By Peter Nurse
Investing.com - European stock markets weakened Thursday on the back of dire business activity surveys that vividly illustrated the depth of the region’s economic shutdown, outweighing some better-than-expected quarterly earnings reports.
At 4 AM ET (0800 GMT), the U.K.'s FTSE index traded 0.4% lower, France's CAC 40 was down 0.1%, while the DAX fell 0.6%. The broader based Stoxx 600 Europe index dropped 0.4%.
French business activity plunged even more than expected this month, with the eurozone’s second largest economy reporting its preliminary purchasing managers' index for April dropping to 11.2 from 28.9 in March, the lowest reading on records going back to 1998.
And the news from Germany, the region’s biggest economy, wasn’t any better. Both services and manufacturing suffered record falls in output due to the coronavirus outbreak and measures to contain it. The composite PMI index plunged to 17.1 from 35.0 the previous month. The eurozone manufacturing index fell to 33.6, well below the 39.2 forecast.
Germany is still at the beginning of the coronavirus pandemic and will have to live with it for a long time, Chancellor Angela Merkel said on Thursday.
"We are not living in the final phase of the pandemic, but still at the beginning," she told the Bundestag lower house of parliament.
Yet there has been some positive news in the corporate world Thursday.
Shares in Credit Suisse (SIX:CSGN) rose 0.4% after the Swiss banking giant reported a jump in first-quarter net profit of 75% despite setting aside an additional 568 million Swiss francs ($552 million) for credit losses.
Hermes International (PA:HRMS) climbed 1.4% despite reporting a drop of 7.7% in its first-quarter revenue as its business was hit by the coronavirus. Its sales held up better compared with rivals LVMH Moet Hennessy Louis Vuitton (PA:LVMH) and Kering (PA:PRTP), whose first-quarter revenue recorded double-digit declines.

:::::

▸ What the task asks
Transcribe everything in the European markets report from "Germany is still" down to "for credit losses.". The listing that comes next is separate material and has no tie to the market report.

:::::

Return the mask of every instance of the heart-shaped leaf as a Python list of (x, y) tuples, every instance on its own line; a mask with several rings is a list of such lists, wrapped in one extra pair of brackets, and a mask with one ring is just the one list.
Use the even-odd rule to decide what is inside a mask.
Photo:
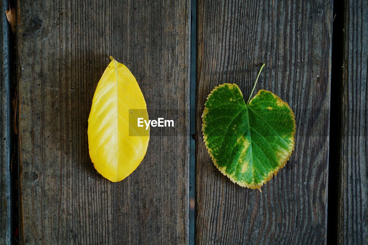
[[(143, 94), (134, 76), (126, 66), (110, 58), (92, 101), (88, 148), (97, 171), (109, 180), (117, 182), (139, 165), (149, 140), (149, 136), (129, 136), (130, 110), (130, 113), (141, 114), (139, 117), (145, 120), (148, 116)], [(131, 109), (140, 109), (133, 112)]]
[(208, 96), (202, 117), (213, 163), (241, 186), (261, 191), (294, 150), (294, 113), (269, 91), (259, 90), (246, 104), (236, 84), (221, 84)]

:::::

▸ Answer area
Germany is still at the beginning of the coronavirus pandemic and will have to live with it for a long time, Chancellor Angela Merkel said on Thursday.
"We are not living in the final phase of the pandemic, but still at the beginning," she told the Bundestag lower house of parliament.
Yet there has been some positive news in the corporate world Thursday.
Shares in Credit Suisse (SIX:CSGN) rose 0.4% after the Swiss banking giant reported a jump in first-quarter net profit of 75% despite setting aside an additional 568 million Swiss francs ($552 million) for credit losses.